Please recast the records below as a numbered list, leaving out any blank lines.
:: GIVEN INFORMATION
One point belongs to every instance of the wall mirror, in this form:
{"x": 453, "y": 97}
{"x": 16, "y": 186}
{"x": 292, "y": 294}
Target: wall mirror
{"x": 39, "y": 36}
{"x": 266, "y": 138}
::::
**WORKED ANSWER:**
1. One point belongs to every instance of the wall mirror, in this form:
2. {"x": 453, "y": 97}
3. {"x": 16, "y": 186}
4. {"x": 292, "y": 294}
5. Target: wall mirror
6. {"x": 39, "y": 36}
7. {"x": 266, "y": 138}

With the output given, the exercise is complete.